EXERCISE BRIEF
Copy the chicken and biscuit recipe word for word from "3. Pour the" to "and cooked through.".

EXTRACT
* * * * * * * * *

Chicken and a Biscuit
 
Prep time
Cook time
Total time
 
Author:
Serves: 8
Ingredients
  • For the biscuits:
  • 2 cups flour
  • 1 tablespoon sugar
  • 3 teaspoons baking powder
  • 1 teaspoon salt
  • ½ cup butter, cut into pieces
  • ¾ cup buttermilk
  • For the creamy chicken mixture:
  • 6 tablespoons butter
  • 2 cloves garlic, diced
  • ½ medium onion
  • 1 cup chopped carrots
  • 3 tablespoons flour
  • 2½ cups chicken broth
  • 2½ cups milk
  • 3 cups shredded cooked chicken (I used 3 chicken breasts, rotisserie would work great too)
  • ¾ cup frozen peas
  • ¾ cup frozen corn
  • salt and pepper to taste
Instructions
  1. To make the biscuits: In a medium bowl, whisk together the flour, sugar, baking powder and salt. Cut in the butter using a pastry blender until the butter is the size of small peas. Form a well in the middle of the dough and stir in the buttermilk. If the dough is overly dry and not coming together, add buttermilk 1 tablespoon at a time until it all comes together. Knead the dough 5 times, then place it on a lightly floured surface. Press the dough into a round until it is ½ inch thick. Cut dough into 9-12 rounds using a biscuit cutter or if, like me, don't own one, use a cooke cutter or other round shape. Cover the dough with plastic wrap while you make the sauce.
  2. To make the sauce: Place the butter in a medium-size pot and heat over medium until the butter is melted. Add the onion and carrots and stir until the onion is softened, about 3-5 minutes. Add the garlic and stir until it is fragrant, about 30 seconds. Add the flour and stir until the flour begins to brown, about two minutes. While stirring, add the chicken broth and the milk. Continue to stir until the sauce thickens. Add the shredded chicken, peas and corn. When the mixture is heated through, remove from heat and salt and pepper to taste.
  3. Pour the sauce into a 9X13 pan. Place the biscuits evenly over the pan. Cook for 30-40 minutes, or until the biscuits and cooked through and lightly browned on top. If you want to make in individual ramekins, place enough of the chicken mixture until the ramekin is about ½ full. Place the biscuit on top and cook for about 20 minutes until the biscuit is golden-brown and cooked through.

* * * * * * * * *

STORED ROWS
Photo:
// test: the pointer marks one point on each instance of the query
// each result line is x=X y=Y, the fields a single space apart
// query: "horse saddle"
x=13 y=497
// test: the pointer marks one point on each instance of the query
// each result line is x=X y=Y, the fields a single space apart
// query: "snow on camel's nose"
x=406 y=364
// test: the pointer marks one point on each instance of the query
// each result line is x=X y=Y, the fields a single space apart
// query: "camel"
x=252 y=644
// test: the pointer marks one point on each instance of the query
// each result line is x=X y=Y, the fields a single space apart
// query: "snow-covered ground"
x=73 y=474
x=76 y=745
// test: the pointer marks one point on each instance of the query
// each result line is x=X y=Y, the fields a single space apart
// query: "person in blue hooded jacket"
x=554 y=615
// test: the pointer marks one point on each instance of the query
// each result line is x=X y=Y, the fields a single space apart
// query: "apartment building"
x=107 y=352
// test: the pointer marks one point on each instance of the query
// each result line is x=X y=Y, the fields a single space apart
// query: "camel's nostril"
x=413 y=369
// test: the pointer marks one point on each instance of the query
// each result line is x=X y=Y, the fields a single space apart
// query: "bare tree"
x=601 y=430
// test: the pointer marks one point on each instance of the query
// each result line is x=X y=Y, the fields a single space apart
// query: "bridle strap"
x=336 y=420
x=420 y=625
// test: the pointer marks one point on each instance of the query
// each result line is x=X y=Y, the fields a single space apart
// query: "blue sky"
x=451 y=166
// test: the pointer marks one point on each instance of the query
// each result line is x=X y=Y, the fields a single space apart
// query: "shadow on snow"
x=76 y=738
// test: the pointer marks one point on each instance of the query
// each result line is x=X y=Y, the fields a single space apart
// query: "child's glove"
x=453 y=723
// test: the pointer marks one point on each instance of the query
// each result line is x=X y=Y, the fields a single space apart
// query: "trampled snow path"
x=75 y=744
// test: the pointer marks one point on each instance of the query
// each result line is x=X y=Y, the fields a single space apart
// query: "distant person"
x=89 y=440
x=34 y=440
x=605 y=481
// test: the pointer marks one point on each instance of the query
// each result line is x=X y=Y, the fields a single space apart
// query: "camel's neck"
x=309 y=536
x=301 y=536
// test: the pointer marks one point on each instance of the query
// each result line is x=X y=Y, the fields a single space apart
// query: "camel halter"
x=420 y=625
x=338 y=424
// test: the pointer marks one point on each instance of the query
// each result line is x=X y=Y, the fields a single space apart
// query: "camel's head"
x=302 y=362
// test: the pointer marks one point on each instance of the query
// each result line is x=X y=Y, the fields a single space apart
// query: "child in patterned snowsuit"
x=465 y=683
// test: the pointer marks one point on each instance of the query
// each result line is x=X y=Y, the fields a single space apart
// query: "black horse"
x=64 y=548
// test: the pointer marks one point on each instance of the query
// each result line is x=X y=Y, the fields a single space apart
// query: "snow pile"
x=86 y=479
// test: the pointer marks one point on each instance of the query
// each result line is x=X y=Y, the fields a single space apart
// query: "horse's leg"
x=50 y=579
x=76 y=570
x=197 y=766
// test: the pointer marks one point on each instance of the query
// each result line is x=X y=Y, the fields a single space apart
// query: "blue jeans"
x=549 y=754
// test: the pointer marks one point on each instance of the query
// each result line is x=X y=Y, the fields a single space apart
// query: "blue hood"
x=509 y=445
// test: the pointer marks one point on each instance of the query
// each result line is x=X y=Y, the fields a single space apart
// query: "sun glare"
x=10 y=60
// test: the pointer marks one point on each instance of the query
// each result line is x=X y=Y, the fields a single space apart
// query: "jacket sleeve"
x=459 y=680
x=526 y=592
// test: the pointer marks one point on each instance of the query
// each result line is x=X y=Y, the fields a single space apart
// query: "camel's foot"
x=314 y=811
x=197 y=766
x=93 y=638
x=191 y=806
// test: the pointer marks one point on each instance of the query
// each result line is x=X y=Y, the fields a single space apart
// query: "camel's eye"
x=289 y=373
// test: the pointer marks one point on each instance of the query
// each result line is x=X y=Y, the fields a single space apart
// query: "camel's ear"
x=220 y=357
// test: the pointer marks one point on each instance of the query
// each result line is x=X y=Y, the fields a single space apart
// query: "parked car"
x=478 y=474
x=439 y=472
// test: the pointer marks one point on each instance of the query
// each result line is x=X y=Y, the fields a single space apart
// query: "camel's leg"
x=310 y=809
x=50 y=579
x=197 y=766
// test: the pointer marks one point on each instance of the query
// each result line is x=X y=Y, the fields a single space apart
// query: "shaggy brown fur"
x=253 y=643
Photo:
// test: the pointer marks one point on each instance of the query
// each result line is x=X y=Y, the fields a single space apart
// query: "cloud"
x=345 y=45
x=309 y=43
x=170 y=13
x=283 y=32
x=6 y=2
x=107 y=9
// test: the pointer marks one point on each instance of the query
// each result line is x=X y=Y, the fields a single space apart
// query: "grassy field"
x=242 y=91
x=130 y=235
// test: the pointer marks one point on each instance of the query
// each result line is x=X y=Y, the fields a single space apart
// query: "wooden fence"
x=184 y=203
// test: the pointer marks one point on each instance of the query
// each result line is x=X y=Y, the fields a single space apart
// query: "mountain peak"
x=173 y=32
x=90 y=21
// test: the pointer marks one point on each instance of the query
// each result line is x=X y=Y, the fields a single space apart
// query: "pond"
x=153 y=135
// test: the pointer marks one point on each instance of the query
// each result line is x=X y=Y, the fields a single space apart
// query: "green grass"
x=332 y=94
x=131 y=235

* * * * * * * * *

RESULT OF THE EXERCISE
3. Pour the sauce into a 9X13 pan. Place the biscuits evenly over the pan. Cook for 30-40 minutes, or until the biscuits and cooked through and lightly browned on top. If you want to make in individual ramekins, place enough of the chicken mixture until the ramekin is about ½ full. Place the biscuit on top and cook for about 20 minutes until the biscuit is golden-brown and cooked through.